▶ Point localization data
-.-.-

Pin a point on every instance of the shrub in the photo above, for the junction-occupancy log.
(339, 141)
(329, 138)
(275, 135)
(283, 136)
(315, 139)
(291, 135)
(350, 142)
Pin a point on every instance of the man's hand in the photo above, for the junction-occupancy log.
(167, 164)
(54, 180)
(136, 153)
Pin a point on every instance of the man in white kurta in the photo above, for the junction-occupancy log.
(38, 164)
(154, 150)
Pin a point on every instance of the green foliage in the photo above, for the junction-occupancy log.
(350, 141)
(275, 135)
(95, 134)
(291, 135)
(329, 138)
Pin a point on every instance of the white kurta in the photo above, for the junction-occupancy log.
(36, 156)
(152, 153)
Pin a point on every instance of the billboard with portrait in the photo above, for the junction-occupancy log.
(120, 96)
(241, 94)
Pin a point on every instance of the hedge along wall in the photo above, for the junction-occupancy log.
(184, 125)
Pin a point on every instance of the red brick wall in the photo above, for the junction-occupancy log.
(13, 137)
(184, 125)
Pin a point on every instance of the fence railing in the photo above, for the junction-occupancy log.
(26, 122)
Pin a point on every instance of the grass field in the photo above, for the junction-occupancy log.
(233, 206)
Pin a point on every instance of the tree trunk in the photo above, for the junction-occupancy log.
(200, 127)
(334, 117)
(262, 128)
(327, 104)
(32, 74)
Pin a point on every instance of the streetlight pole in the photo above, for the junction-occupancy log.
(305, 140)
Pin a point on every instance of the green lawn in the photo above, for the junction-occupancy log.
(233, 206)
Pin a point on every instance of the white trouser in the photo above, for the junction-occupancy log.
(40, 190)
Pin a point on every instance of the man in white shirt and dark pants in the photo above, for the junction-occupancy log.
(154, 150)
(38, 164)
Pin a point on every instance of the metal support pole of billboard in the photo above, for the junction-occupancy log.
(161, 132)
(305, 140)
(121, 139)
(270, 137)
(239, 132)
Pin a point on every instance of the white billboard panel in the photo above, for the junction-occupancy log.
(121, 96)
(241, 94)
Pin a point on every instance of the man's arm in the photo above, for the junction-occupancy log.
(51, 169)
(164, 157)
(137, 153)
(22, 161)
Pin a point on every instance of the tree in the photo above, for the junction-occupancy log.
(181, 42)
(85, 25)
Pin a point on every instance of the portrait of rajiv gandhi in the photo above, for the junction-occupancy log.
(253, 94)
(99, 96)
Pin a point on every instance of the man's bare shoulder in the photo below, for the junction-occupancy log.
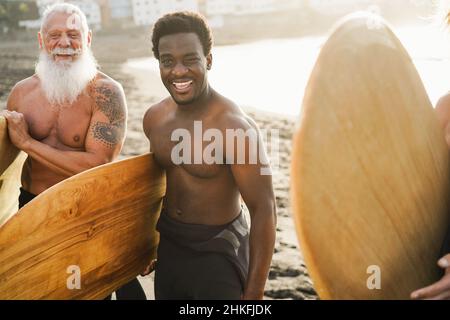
(231, 116)
(20, 90)
(104, 81)
(109, 97)
(155, 112)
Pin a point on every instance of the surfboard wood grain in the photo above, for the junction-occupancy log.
(370, 169)
(98, 225)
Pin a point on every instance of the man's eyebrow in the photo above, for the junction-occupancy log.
(192, 54)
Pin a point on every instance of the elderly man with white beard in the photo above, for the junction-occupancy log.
(68, 117)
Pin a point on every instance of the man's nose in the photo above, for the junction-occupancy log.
(64, 41)
(179, 69)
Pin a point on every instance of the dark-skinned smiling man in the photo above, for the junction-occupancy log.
(207, 248)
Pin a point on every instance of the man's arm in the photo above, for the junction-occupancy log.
(257, 192)
(104, 138)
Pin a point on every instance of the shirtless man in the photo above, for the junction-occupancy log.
(207, 250)
(441, 289)
(68, 117)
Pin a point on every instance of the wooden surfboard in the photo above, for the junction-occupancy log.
(99, 225)
(11, 162)
(370, 169)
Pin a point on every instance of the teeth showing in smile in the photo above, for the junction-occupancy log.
(182, 85)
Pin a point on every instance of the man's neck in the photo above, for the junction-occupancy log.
(200, 105)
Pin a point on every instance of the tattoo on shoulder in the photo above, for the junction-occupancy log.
(110, 103)
(106, 133)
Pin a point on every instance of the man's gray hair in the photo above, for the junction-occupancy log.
(69, 9)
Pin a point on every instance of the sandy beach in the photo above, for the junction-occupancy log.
(288, 277)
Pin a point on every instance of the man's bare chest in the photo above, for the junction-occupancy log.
(183, 146)
(58, 126)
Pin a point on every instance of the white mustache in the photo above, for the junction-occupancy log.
(66, 51)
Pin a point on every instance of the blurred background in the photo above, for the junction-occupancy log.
(271, 45)
(263, 55)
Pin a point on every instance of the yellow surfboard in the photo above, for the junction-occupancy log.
(370, 169)
(86, 236)
(11, 162)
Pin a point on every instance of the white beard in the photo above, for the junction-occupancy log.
(64, 81)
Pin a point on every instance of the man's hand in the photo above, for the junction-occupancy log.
(439, 290)
(150, 268)
(17, 128)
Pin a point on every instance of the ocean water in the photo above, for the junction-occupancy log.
(272, 74)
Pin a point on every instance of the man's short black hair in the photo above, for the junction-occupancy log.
(182, 22)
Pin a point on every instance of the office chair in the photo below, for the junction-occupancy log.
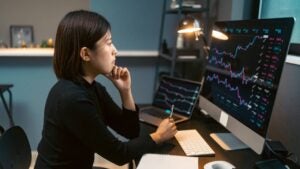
(15, 151)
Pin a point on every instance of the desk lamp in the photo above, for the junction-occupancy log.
(189, 24)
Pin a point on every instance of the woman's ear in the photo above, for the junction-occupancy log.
(84, 54)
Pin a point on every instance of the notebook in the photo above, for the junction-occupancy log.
(181, 93)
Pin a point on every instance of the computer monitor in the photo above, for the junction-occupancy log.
(242, 77)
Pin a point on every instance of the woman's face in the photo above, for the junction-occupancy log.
(103, 57)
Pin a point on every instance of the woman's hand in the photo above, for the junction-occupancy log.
(165, 131)
(120, 76)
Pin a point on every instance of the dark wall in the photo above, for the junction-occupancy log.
(285, 121)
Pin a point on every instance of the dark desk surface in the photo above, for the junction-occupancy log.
(4, 87)
(244, 159)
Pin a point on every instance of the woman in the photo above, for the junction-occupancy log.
(79, 109)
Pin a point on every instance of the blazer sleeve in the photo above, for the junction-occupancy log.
(80, 118)
(123, 121)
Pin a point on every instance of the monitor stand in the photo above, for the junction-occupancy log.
(228, 141)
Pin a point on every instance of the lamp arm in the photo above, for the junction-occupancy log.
(205, 47)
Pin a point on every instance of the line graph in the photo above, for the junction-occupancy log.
(182, 94)
(243, 72)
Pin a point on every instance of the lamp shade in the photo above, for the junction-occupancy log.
(190, 24)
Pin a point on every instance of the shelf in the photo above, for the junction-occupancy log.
(187, 10)
(48, 52)
(181, 58)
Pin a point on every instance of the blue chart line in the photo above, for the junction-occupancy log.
(239, 47)
(182, 97)
(220, 54)
(230, 87)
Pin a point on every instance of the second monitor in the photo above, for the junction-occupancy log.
(242, 77)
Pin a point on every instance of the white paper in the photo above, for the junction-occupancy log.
(163, 161)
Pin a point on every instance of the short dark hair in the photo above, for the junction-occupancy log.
(76, 30)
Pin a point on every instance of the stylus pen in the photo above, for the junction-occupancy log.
(172, 109)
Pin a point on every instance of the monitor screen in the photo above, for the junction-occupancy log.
(181, 93)
(242, 76)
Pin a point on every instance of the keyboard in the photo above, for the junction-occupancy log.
(193, 143)
(159, 114)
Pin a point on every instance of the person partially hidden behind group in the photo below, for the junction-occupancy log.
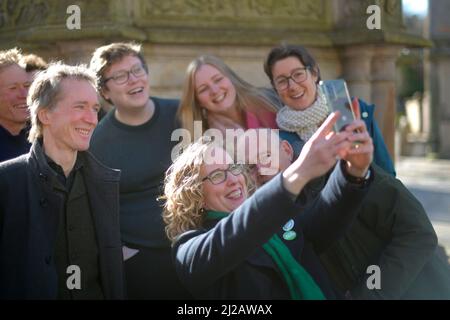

-.-.-

Copy out each record shown above without alteration, skipping any picture.

Pin a point on every instance of the shrub in the photo above, for the junction-occupancy log.
(339, 141)
(329, 138)
(275, 135)
(283, 136)
(315, 139)
(291, 135)
(350, 142)
Pin a point on every instance of the man's hand in the photo above, for the junction-occupancy log.
(167, 164)
(54, 180)
(136, 153)
Pin a point on every instance of the man in white kurta in the photo above, for the junction-occupancy log.
(38, 164)
(154, 150)
Pin a point on every instance of the green foliage in the photo above, for the junction-occupancy log.
(350, 141)
(275, 135)
(95, 134)
(291, 135)
(329, 138)
Pin a point on every instance of the white kurta in the photo above, for the junction-occupancy log.
(36, 156)
(152, 153)
Pin a point on every instance of the billboard with portrait in the photo above, for the junction-occupancy log.
(120, 96)
(241, 94)
Pin a point on every instance of the hedge along wall in the photo above, for the junction-occupancy log.
(184, 125)
Pin a point on every instance of the red brick wall in the photo above, for the junction-occupancy log.
(13, 137)
(184, 125)
Pin a point on every instance of the fence railing in the photo above, for the junction-occupancy log.
(26, 122)
Pin a point on every instance of the grass field in the photo above, for the junction-occupancy log.
(233, 206)
Pin a point on every instance of the tree trunk in the photo above, for the junction-occupancy log.
(200, 127)
(334, 117)
(262, 128)
(327, 104)
(32, 74)
Pin a point on every instance of the streetlight pole in the photo above, for the junction-occupancy log.
(305, 140)
Pin a point on every instance of the green lawn in the photo above, for the junction-occupancy log.
(233, 206)
Pin a point on every instance of the white trouser in the photo above, for the junction-occupancy log.
(40, 190)
Pin a point on every instance of the man in white shirt and dark pants in the photo above, for the junction-occupancy log.
(154, 150)
(38, 164)
Pin a point on every instance of the metal support pole of billboard in the photo above, for the junction-occupancy log.
(161, 132)
(305, 140)
(121, 139)
(270, 137)
(239, 132)
Pin a point on every instance of the white billboard panel in the photo above, for the junction-occupancy log.
(121, 96)
(241, 94)
Pin a point on every instance of the man's arm in the photo above, for the junction-occupancy log.
(51, 169)
(164, 157)
(137, 153)
(22, 161)
Pin a point on every instance of the tree in the photo above, for the junction-occupancy log.
(181, 42)
(85, 25)
Pin a point on every instance of the portrait of rajiv gandhi in the photo above, for the junction-occupancy log.
(253, 94)
(99, 96)
Pin a point on every instance of the man's bare shoulder in the photo below, for the junction-occupancy log.
(231, 116)
(20, 90)
(104, 81)
(109, 97)
(155, 112)
Pin a point on every instance of the surfboard wood grain in the photo above, for the junction-occupancy log.
(370, 169)
(98, 225)
Pin a point on every instance of the man's eyebrow in the photo above, for the junction-occupancy log.
(192, 54)
Pin a point on every instance of the elderly man with white beard in the photo above, for the junction-occupancy log.
(68, 117)
Pin a point on every instance of the man's nose in the photo above, for the junction-occupancy log.
(64, 41)
(179, 69)
Pin a point on every instance of the dark-skinned smiling man in the photo above, for the junction-occupancy log.
(207, 248)
Pin a point on every instance of the man's arm in the photo above, for the junction-occupancy log.
(257, 192)
(104, 138)
Pin a point on every instance of the shirtless man in the photo above, for the junction-occupancy log.
(207, 250)
(441, 289)
(68, 117)
Pin a point on every instance of the wooden surfboard in the photo above, for the junction-occupancy log.
(99, 225)
(11, 162)
(370, 169)
Pin a point on every instance of the teeth showing in smile in the photo above, for the junction-occupancy log.
(182, 85)
Pin a point on every instance of the man's neck in the photo above, for the junction-occupancy log.
(200, 105)
Pin a point on every instance of the tattoo on shoulder in the photo above, for the junction-occupancy log.
(110, 103)
(106, 133)
Pin a point on every instance of the man's gray hair in the photo above, for the junction-occupancy log.
(69, 9)
Pin a point on every instance of the sandy beach in the photo above, for the junction-occupancy log.
(288, 277)
Pin a point on every instance of the man's bare chest in the photo above, for the junction-occupancy log.
(183, 146)
(58, 126)
Pin a point on every instance of the white mustache in the photo above, for the junction-occupancy log.
(66, 51)
Pin a point on every instance of the blurred background in the photo above, for the junction-occupancy log.
(271, 45)
(263, 55)
Pin a point on every instance of the yellow surfboard in the photo above, for the junction-occupancy log.
(370, 169)
(86, 236)
(11, 162)
Pin a point on every instance of the white beard in the photo above, for the junction-occupancy log.
(64, 81)
Pin a point on every instance of the man's hand in the photo above, for the junction-occupancy log.
(439, 290)
(150, 268)
(17, 128)
Pin a point on every instance of the ocean water in the photo above, for the junction-occupancy log.
(272, 74)
Pin a point on every instance of the man's short black hair in the photo above, for the junction-occupancy log.
(182, 22)
Pin a point on every instance of the office chair in the photo below, for the junction-occupancy log.
(15, 151)
Pin a point on every instance of the desk lamp in the photo above, for the junction-occupancy log.
(189, 24)
Pin a point on every instance of the woman's ear in the photo above, for the junction-occupancy log.
(84, 54)
Pin a point on every instance of the notebook in the photo above, for the junction-occupancy log.
(181, 93)
Pin a point on every instance of the computer monitor in the photo above, for the junction-occupancy log.
(242, 77)
Pin a point on every instance of the woman's face in the photo above, for the junction-occupancy log.
(103, 57)
Pin a point on every instance of the woman's hand in the photo above, for the junction-occupancy log.
(165, 131)
(120, 76)
Pin a point on every instance of the dark wall in the photo above, for the junction-occupancy log.
(285, 121)
Pin a point on every instance of the dark desk surface in the photo above, for the junction-occupancy log.
(4, 87)
(244, 159)
Pin a point on every instance of the woman in the photo above, for the junction-occupancy log.
(79, 109)
Pin a point on every instance of the blazer sleeve in the photo above, for the junction-occupancy log.
(80, 118)
(123, 121)
Pin a point on every instance of the monitor stand in the photo above, for the junction-occupancy log.
(228, 141)
Pin a point on every instance of the lamp arm in the photo above, for the junction-occupancy log.
(205, 47)
Pin a point on every instance of the line graph in the photo above, for the junction-occupancy log.
(182, 94)
(243, 72)
Pin a point on every instance of the lamp shade in the photo above, for the junction-occupancy log.
(190, 24)
Pin a point on every instance of the shelf in the photo above, for the junction-occupancy log.
(187, 10)
(48, 52)
(181, 58)
Pin a point on every instance of the blue chart line in the photo above, for the junction-occupancy log.
(239, 47)
(182, 97)
(220, 54)
(230, 87)
Pin a point on every instance of the second monitor in the photo above, for the junction-occupancy log.
(242, 77)
Pin a point on every instance of the white paper in the photo above, for the junction-occupancy log.
(163, 161)
Pin a point on every instance of the short dark hair in the photo above, for the junction-occupancy log.
(76, 30)
Pin a point on every instance of the stylus pen in the photo above, for the junction-occupancy log.
(172, 109)
Pin a point on every instance of the monitor screen in the photo above, for the junction-occupancy log.
(181, 93)
(242, 76)
Pin a point on every instance of the keyboard in the photo above, for the junction-occupancy log.
(193, 143)
(159, 114)
Pin a point on every instance of the person partially hidden behind group in the photo below, for the junction-occupancy log.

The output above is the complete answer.